*** Raw data Section Begins ***
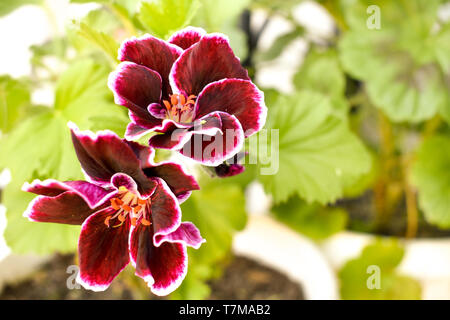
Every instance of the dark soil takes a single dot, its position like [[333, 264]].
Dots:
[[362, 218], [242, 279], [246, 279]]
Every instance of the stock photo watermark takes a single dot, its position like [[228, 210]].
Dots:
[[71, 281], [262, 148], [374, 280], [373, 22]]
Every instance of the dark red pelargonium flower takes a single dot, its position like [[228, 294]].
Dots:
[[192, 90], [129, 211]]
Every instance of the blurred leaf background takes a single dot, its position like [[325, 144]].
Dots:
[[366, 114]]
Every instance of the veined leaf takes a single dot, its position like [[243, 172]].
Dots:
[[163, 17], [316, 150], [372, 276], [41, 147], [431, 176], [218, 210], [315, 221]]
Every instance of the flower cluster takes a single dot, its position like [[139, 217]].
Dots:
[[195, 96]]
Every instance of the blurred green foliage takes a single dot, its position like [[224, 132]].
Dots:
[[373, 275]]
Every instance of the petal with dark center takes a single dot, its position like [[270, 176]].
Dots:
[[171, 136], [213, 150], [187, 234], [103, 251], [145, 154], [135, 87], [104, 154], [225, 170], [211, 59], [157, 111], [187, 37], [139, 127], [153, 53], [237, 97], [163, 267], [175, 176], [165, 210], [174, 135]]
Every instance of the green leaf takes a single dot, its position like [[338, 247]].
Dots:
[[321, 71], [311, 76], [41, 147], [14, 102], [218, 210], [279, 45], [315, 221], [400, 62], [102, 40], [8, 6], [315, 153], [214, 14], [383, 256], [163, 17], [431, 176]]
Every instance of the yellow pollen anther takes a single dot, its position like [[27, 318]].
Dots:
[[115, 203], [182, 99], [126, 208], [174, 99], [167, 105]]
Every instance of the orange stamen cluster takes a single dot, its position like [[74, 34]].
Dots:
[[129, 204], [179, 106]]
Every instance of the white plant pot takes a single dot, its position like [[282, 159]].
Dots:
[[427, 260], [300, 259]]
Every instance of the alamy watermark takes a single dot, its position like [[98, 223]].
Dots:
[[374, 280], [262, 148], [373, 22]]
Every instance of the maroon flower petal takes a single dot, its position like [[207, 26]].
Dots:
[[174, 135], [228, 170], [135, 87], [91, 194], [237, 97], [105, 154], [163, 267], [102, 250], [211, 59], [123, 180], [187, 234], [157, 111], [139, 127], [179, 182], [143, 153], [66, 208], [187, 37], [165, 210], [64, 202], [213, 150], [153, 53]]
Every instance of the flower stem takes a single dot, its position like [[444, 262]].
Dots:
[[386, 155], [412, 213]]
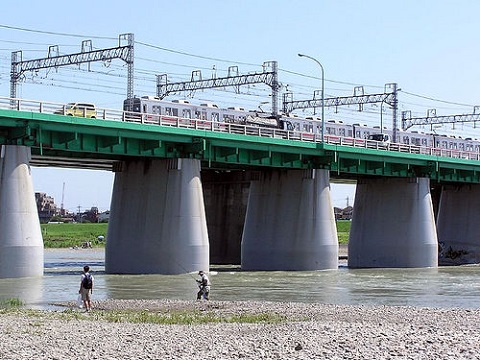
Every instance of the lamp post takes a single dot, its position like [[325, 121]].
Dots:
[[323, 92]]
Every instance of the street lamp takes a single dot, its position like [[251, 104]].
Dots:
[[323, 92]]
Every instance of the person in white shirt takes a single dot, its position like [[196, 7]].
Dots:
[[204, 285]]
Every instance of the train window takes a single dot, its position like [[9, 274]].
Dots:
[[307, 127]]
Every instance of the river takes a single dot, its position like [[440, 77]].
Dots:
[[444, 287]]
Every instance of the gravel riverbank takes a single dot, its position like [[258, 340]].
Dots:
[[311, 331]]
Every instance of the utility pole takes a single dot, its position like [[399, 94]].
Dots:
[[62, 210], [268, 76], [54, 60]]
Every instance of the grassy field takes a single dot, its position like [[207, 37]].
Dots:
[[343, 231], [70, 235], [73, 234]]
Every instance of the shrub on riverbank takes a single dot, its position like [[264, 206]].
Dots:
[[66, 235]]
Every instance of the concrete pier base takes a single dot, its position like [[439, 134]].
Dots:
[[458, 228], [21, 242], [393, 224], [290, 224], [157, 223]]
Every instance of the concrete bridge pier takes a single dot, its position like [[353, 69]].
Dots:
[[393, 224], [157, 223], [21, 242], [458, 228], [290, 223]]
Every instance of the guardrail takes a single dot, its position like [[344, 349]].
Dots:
*** Raw data Section Ends ***
*** Raw data Section Begins ***
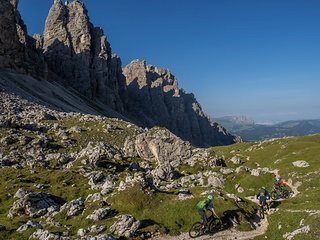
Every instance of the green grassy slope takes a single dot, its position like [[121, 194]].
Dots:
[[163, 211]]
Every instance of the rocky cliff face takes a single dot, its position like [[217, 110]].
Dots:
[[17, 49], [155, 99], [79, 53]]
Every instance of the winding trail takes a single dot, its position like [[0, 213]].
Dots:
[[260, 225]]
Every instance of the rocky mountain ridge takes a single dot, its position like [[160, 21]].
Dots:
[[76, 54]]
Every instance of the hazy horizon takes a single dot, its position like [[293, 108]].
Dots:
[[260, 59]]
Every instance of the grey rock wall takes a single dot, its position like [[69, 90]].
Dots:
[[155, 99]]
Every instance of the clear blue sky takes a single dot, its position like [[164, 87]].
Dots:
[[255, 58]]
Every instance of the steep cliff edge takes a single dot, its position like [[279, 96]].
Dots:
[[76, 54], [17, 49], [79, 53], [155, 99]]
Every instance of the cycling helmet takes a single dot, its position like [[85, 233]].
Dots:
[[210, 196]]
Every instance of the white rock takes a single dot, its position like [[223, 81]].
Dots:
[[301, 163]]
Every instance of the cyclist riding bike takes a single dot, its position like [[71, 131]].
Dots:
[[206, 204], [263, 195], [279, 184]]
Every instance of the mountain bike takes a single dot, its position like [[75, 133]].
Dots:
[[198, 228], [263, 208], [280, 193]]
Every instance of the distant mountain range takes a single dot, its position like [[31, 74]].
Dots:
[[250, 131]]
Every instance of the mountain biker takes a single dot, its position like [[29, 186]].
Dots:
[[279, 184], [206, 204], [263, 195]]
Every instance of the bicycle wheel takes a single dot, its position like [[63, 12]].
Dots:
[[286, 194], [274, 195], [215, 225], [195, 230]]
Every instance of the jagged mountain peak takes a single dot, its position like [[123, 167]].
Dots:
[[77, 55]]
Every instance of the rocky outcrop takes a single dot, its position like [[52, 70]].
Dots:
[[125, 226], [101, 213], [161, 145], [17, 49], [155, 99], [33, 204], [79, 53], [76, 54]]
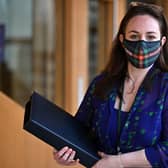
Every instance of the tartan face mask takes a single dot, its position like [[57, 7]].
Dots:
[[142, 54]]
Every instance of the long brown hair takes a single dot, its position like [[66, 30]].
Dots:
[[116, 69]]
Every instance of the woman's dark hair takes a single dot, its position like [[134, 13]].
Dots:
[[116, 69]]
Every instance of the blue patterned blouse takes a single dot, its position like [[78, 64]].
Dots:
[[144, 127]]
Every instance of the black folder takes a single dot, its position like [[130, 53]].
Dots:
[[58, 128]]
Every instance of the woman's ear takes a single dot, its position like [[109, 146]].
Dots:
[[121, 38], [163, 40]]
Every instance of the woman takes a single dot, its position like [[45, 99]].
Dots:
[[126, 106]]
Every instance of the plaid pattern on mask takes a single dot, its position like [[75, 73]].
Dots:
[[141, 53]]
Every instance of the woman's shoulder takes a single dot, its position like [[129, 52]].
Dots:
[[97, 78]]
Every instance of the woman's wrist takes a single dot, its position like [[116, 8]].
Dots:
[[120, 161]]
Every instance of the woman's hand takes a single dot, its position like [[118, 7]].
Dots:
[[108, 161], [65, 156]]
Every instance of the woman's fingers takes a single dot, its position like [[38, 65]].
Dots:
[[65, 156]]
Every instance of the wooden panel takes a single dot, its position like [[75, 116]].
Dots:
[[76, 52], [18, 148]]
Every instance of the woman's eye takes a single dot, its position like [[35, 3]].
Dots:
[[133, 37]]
*** Raw data Section Ends ***
*** Raw data Section Begins ***
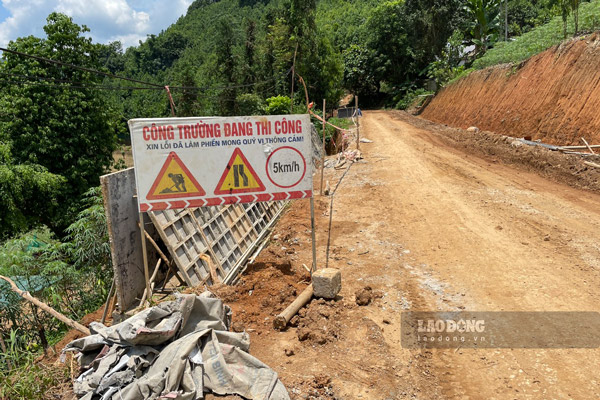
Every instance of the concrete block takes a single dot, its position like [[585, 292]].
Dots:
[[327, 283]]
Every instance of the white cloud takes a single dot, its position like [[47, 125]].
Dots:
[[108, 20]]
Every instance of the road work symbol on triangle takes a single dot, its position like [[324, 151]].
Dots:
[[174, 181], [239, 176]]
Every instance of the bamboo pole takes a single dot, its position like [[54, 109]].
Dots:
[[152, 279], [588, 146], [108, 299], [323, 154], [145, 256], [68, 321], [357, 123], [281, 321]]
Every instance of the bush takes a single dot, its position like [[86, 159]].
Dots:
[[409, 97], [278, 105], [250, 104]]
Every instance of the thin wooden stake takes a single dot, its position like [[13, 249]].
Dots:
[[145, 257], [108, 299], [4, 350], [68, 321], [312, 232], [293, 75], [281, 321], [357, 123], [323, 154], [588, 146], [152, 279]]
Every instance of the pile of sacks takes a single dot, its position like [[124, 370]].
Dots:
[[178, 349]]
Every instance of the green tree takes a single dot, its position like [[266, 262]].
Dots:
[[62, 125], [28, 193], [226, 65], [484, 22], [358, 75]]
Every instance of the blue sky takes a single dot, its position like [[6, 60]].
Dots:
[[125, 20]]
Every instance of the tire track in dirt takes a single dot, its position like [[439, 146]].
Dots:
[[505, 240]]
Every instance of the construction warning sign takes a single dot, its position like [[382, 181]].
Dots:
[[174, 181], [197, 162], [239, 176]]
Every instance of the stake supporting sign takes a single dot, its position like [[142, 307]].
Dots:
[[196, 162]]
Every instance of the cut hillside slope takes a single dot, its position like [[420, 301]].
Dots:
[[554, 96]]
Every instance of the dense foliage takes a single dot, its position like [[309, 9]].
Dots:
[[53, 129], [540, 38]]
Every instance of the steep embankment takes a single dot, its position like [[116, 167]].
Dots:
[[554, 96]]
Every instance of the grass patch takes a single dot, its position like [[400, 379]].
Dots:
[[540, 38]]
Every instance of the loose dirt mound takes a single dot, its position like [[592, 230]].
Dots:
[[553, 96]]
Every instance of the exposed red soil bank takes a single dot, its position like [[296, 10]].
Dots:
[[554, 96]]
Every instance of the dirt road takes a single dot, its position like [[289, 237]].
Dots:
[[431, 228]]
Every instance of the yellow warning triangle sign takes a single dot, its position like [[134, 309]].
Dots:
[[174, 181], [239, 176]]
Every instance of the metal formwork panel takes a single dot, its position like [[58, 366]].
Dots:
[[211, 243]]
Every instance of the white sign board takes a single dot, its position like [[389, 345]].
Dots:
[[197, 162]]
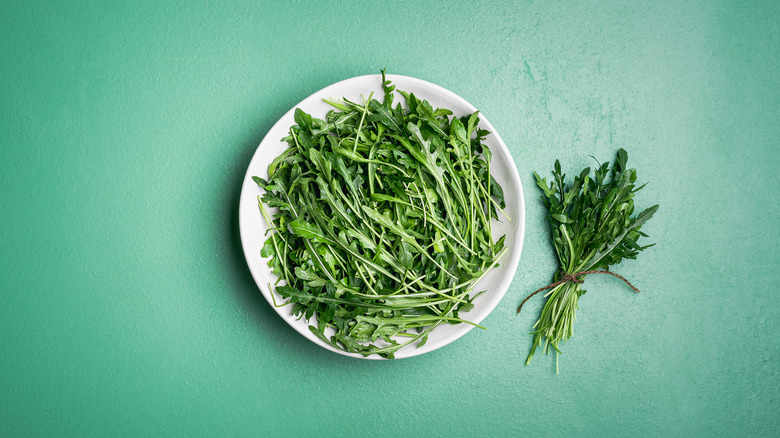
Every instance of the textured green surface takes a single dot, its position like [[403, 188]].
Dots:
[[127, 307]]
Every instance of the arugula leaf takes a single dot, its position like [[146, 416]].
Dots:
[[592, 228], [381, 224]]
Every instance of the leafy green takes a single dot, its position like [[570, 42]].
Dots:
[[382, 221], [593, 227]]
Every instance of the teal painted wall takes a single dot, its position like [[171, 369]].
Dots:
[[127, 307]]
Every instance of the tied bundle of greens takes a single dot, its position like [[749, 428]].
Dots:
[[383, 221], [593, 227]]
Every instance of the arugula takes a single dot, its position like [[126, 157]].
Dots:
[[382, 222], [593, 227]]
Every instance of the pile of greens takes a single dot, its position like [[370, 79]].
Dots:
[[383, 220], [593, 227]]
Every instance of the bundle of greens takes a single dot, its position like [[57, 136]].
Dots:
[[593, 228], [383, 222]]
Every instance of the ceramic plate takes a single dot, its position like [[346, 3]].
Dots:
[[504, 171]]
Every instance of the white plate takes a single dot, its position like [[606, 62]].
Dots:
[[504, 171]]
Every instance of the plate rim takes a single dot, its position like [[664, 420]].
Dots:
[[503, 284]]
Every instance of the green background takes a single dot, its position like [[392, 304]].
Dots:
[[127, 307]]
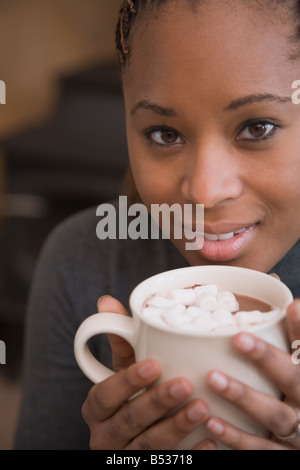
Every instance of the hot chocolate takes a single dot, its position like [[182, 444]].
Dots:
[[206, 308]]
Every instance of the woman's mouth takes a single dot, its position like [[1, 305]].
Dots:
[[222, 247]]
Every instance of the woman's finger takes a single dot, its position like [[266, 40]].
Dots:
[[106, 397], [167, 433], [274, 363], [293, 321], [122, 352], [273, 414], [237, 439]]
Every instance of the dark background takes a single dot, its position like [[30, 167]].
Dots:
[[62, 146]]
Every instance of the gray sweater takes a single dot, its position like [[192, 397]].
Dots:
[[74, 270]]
*** Raw data Section Ends ***
> _Exercise objective_
Return each line above where the word "road" shows up.

> _Solution_
Every instance of the road work symbol on triangle takes a single dot, its position like [[324, 151]].
Every instance of the dirt road takes a single dot, its position like [[289, 237]].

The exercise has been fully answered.